Exercise A: Can you copy the passage on Cuba from "US President George" up to and including "at any time."?
Exercise B: Which place names appear in the passage on Cuba?
Exercise C: Could you pick up the passage on Cuba after its last sentence and keep it going?

Reading passage:

US President George W. Bush "said my message was the beginning of the road to freedom in Cuba, in other words, to annexation" by the United States, Castro wrote.

The United States occupied Cuba in the early 20th century and refuses to abandon its controversial base at Guantanamo, on Cuba's southeastern tip.

That gives Havana plenty of political currency with which to warn almost daily that a US occupation or annexation effort could come at any time.

Reflections of Comrade Fidel

I have enjoyed observing the embarrassing position of all the presidential candidates in the United States. One by one, they found themselves forced to proclaim their immediate demands to Cuba, so as not to alienate a single voter.

It was as if I were a Pulitzer Prize winner questioning them on CNN about the most delicate political (even personal) issues from Las Vegas, a city ruled by the logic of the roulette and a place any candidate for the presidency needs to visit.

Half a century of blockade was not enough for the chosen few. "Change, change, change!" they shouted in unison.

I agree. Change! -- but in the United States. Cuba changed a long time ago and will continue on its dialectical course. "Let us never return to the past!" our people exclaim.

"Annexation, annexation, annexation!" the adversary responds. That's what he thinks, deep inside, when he talks about change.

Martí, breaking the secret of his silent struggle, denounced the voracious and expansionist empire his marvelous intelligence had already discovered and described, more than a century after the 13 colonies' revolutionary declaration of independence.

The end of a chapter is not the same as the beginning of the end of an unbearable system.

Immediately, the few European powers still allied to that system proclaimed the same demands.

In their opinion, the time had come to dance to the music of democracy and liberty, something that -- from the days of Torquemada -- they never really knew.

Record excerpts:
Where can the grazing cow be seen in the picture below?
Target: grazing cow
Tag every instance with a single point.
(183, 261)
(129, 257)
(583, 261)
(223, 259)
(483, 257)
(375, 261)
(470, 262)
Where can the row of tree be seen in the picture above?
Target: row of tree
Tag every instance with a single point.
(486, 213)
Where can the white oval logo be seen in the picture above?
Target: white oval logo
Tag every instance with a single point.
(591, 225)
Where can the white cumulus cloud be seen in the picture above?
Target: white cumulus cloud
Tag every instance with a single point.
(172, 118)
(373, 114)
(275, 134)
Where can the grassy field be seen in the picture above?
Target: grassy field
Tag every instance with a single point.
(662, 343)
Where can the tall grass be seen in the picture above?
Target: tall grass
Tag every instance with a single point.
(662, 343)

Result A:
US President George W. Bush "said my message was the beginning of the road to freedom in Cuba, in other words, to annexation" by the United States, Castro wrote.

The United States occupied Cuba in the early 20th century and refuses to abandon its controversial base at Guantanamo, on Cuba's southeastern tip.

That gives Havana plenty of political currency with which to warn almost daily that a US occupation or annexation effort could come at any time.

Result B: United States, Cuba, Guantanamo, Havana, Las Vegas

Result C:
Their colonialism, and the neocolonialism of entire continents, from which they extract energy, raw materials and cheap labor, disqualify them from a moral standpoint.

A most illustrious Spanish personage, former minister of culture and an impeccable socialist, a man who today is -- and for a long time has been -- a spokesman for weapons and war, is the synthesis of pure unreason.

Kosovo and its unilateral declaration of independence pound on them like an impertinent nightmare.

In Iraq and Afghanistan, men of flesh and bone, wearing uniforms of the United States and NATO, continue to die. The memory of the U.S.S.R., disintegrated in party by its interventionist adventure in the second of the two countries, follows the Europeans like a shadow.

Bush Sr. chooses McCain as his candidate, while Bush Jr., in an African country -- yesterday, the origin of man; today, a martyr continent -- where nobody knows what he's doing there, said that my message was the start of the road to liberty in Cuba, in other words, the annexation decreed by his government in a voluminous and huge book.

One day earlier, international television showed a group of the latest-generation bombers performing spectacular maneuvers, totally guaranteeing that bombs of any type can be dropped without letting the radar installations detect the aircraft that carry them and without letting the attack be considered a war crime.

A protest by important countries opposed the imperial idea of testing a weapon with the excuse of preventing the possible fall over the territory of another country of a spy satellite, one of the many artifacts that the United States has placed in world orbit for military purposes.